> WHAT YOU HAVE TO DO: Please reproduce the entries below with "your help would be valued" swapped for "I would appreciate it" everywhere and nothing else altered. Leave out the pictures.

★ ★ ★ ★

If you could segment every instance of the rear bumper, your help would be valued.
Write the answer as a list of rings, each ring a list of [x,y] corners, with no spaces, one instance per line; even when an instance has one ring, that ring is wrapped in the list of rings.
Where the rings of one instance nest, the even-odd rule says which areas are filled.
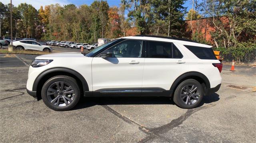
[[[206,95],[210,95],[212,93],[217,92],[220,89],[221,85],[221,84],[220,84],[215,86],[215,87],[207,89],[207,92]]]
[[[37,96],[36,96],[36,91],[30,91],[27,89],[27,92],[28,92],[28,94],[33,96],[34,98],[37,98]]]

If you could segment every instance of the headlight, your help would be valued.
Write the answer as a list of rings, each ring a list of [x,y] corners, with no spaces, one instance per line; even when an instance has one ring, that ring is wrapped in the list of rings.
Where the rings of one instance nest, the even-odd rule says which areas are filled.
[[[53,61],[53,60],[38,60],[35,59],[34,61],[32,62],[31,66],[34,68],[40,67],[46,65],[51,63]]]

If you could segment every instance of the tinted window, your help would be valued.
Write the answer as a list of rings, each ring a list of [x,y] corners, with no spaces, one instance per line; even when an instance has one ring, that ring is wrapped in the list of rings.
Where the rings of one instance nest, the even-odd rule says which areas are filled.
[[[34,41],[30,41],[30,43],[31,44],[33,45],[38,45],[38,43],[37,42]]]
[[[25,43],[26,44],[30,44],[30,42],[29,41],[21,41],[20,42],[21,43]]]
[[[181,59],[183,57],[176,46],[171,43],[148,41],[148,43],[149,58]]]
[[[142,41],[126,40],[116,44],[103,53],[112,52],[112,57],[139,58],[141,57]]]
[[[183,57],[183,55],[178,49],[176,46],[172,43],[172,58],[181,59]]]
[[[213,50],[211,48],[184,45],[198,58],[206,60],[216,60]]]

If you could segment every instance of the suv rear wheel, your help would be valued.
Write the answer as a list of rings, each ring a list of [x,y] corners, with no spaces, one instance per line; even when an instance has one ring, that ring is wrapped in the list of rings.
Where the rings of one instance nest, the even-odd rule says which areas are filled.
[[[180,83],[175,90],[173,100],[182,108],[193,108],[200,103],[203,93],[200,83],[193,79],[187,79]]]
[[[44,104],[55,111],[68,110],[76,105],[80,98],[76,81],[65,75],[48,79],[43,86],[41,95]]]

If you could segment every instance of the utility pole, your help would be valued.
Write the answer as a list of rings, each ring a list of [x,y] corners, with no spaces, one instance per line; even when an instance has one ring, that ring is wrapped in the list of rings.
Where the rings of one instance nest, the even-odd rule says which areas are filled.
[[[12,3],[11,0],[11,8],[10,9],[11,13],[11,45],[12,45]]]
[[[11,44],[8,45],[8,51],[10,52],[13,51],[13,47],[12,46],[12,3],[11,0],[11,5],[10,8],[10,13],[11,14]]]

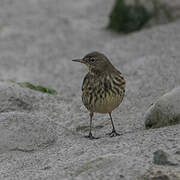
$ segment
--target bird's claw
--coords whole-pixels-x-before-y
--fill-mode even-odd
[[[92,133],[89,133],[89,135],[85,136],[86,138],[90,139],[90,140],[94,140],[94,139],[99,139],[98,137],[94,137],[92,135]]]

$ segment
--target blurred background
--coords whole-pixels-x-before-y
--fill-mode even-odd
[[[0,79],[60,91],[77,87],[71,75],[79,78],[82,68],[71,59],[99,50],[116,64],[121,45],[114,47],[113,40],[175,21],[179,5],[178,0],[1,0]]]

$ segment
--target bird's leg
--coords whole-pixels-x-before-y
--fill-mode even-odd
[[[85,137],[86,137],[86,138],[89,138],[89,139],[98,139],[98,138],[94,137],[94,136],[92,135],[92,133],[91,133],[91,128],[92,128],[92,117],[93,117],[94,113],[93,113],[93,112],[90,112],[89,115],[90,115],[89,135],[87,135],[87,136],[85,136]]]
[[[112,132],[108,133],[108,135],[109,135],[110,137],[120,136],[120,134],[117,133],[116,130],[115,130],[115,127],[114,127],[114,123],[113,123],[113,120],[112,120],[111,113],[109,113],[109,117],[110,117],[110,119],[111,119],[111,124],[112,124],[112,128],[113,128],[113,129],[112,129]]]

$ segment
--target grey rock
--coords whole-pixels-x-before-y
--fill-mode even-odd
[[[48,117],[25,112],[1,113],[0,132],[0,153],[32,152],[57,139],[55,125]]]
[[[180,180],[180,172],[172,170],[153,169],[137,180]]]
[[[180,123],[180,87],[160,97],[145,114],[146,128],[159,128]]]
[[[39,94],[16,83],[0,82],[0,113],[10,111],[32,111]]]

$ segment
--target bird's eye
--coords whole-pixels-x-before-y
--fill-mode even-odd
[[[91,63],[94,63],[95,62],[95,59],[92,57],[92,58],[90,58],[90,62]]]

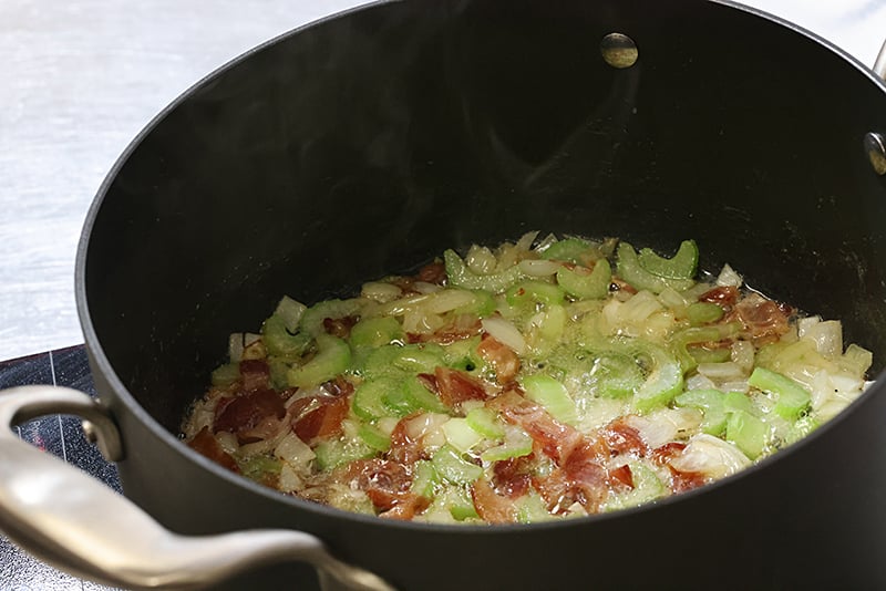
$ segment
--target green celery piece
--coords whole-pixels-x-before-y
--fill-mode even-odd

★ ★ ★ ★

> COMPLETED TASK:
If you could segment every instance of the rear bumper, I would appreciate it.
Write the answer as a list of rings, each ring a list of [x,y] corners, with no spaces, one instance per line; even when an instance has one ring, that ring is wrapped in the list of rings.
Where the rings of one instance nest, the even-odd rule says which areas are filled.
[[[206,95],[210,95],[212,93],[217,92],[220,89],[221,85],[221,84],[220,84],[215,86],[215,87],[207,89],[207,92]]]
[[[37,96],[36,96],[36,91],[30,91],[27,89],[27,92],[28,92],[28,94],[33,96],[34,98],[37,98]]]

If you could segment every instance of the headlight, I would appreciate it.
Write the answer as a list of rings, each ring a list of [x,y] corners, with no spaces, one instance per line; even when an instance has one ring, that ring is wrapped in the list of rings.
Where the rings of one instance nest, the even-odd rule says which areas are filled.
[[[53,61],[53,60],[38,60],[35,59],[34,61],[32,62],[31,66],[34,68],[40,67],[46,65],[51,63]]]

If you could segment every instance of the tinted window, I would appreciate it.
Write the answer as a list of rings, each ring a list of [x,y] corners, with no spaces, one instance per line; even when an instance has one ring, that ring is wrapped in the list of rings.
Where the rings of one instance nest, the even-odd rule says which areas are filled.
[[[34,41],[30,41],[30,43],[31,44],[33,45],[38,45],[38,43],[37,42]]]
[[[25,43],[26,44],[30,44],[30,42],[29,41],[21,41],[20,42],[21,43]]]
[[[181,59],[183,57],[176,46],[171,43],[148,41],[148,43],[149,58]]]
[[[142,41],[126,40],[116,44],[103,53],[112,52],[112,57],[139,58],[141,57]]]
[[[183,57],[183,55],[178,49],[176,46],[172,43],[172,58],[181,59]]]
[[[213,50],[211,48],[184,45],[198,58],[206,60],[216,60]]]

If you could segment every instance of the suv rear wheel, I would appreciate it.
Write the answer as a list of rings, each ring a list of [x,y] corners, with no spaces, one instance per line; even when an instance has one ring, that ring is wrapped in the list of rings.
Where the rings of one instance nest, the even-odd rule says which areas are filled.
[[[180,83],[175,90],[173,100],[182,108],[193,108],[200,103],[203,93],[200,83],[193,79],[187,79]]]
[[[44,104],[55,111],[68,110],[76,105],[80,98],[76,81],[65,75],[48,79],[43,86],[41,95]]]

If you could segment every instance of the utility pole, I would appreciate it.
Write the answer as a list of rings, each ring a list of [x,y] corners, with no spaces, one instance per line; even when an instance has one ring, that ring is wrapped in the list of rings.
Where the rings of one instance nest, the even-odd rule says which areas are filled.
[[[12,3],[11,0],[11,8],[10,9],[11,13],[11,45],[12,45]]]
[[[11,44],[8,45],[8,51],[10,52],[13,51],[13,47],[12,46],[12,3],[11,0],[11,5],[10,8],[10,13],[11,14]]]

$ segment
--target bird's claw
--coords whole-pixels-x-before-y
--fill-mode even-odd
[[[92,133],[89,133],[89,135],[85,136],[86,138],[90,139],[90,140],[94,140],[94,139],[99,139],[98,137],[94,137],[92,135]]]

$ segment
--target blurred background
--coords whole-pixels-x-before-y
--fill-mode even-odd
[[[0,79],[60,91],[77,87],[71,75],[79,78],[82,68],[71,59],[99,50],[116,64],[121,45],[114,47],[113,40],[175,21],[179,5],[178,0],[1,0]]]

$ segment
--target bird's leg
--coords whole-pixels-x-before-y
--fill-mode even-odd
[[[85,137],[86,137],[86,138],[89,138],[89,139],[98,139],[98,138],[94,137],[94,136],[92,135],[92,133],[91,133],[91,128],[92,128],[92,117],[93,117],[94,113],[93,113],[93,112],[90,112],[89,115],[90,115],[89,135],[87,135],[87,136],[85,136]]]
[[[112,132],[108,133],[108,135],[109,135],[110,137],[120,136],[120,134],[117,133],[116,130],[115,130],[115,127],[114,127],[114,123],[113,123],[113,120],[112,120],[111,113],[109,113],[109,117],[110,117],[110,119],[111,119],[111,124],[112,124],[112,128],[113,128],[113,129],[112,129]]]

$ segment
--target grey rock
--coords whole-pixels-x-before-y
--fill-mode even-odd
[[[48,117],[25,112],[1,113],[0,132],[0,153],[32,152],[57,139],[55,125]]]
[[[180,180],[180,172],[172,170],[153,169],[137,180]]]
[[[180,123],[180,87],[160,97],[145,114],[146,128],[159,128]]]
[[[39,94],[16,83],[0,82],[0,113],[10,111],[32,111]]]

$ segment
--target bird's eye
--coords whole-pixels-x-before-y
--fill-mode even-odd
[[[91,63],[94,63],[95,62],[95,59],[92,57],[92,58],[90,58],[90,62]]]

$ segment
--target green celery piece
--coords whole-pixels-x-before-y
--fill-mode even-odd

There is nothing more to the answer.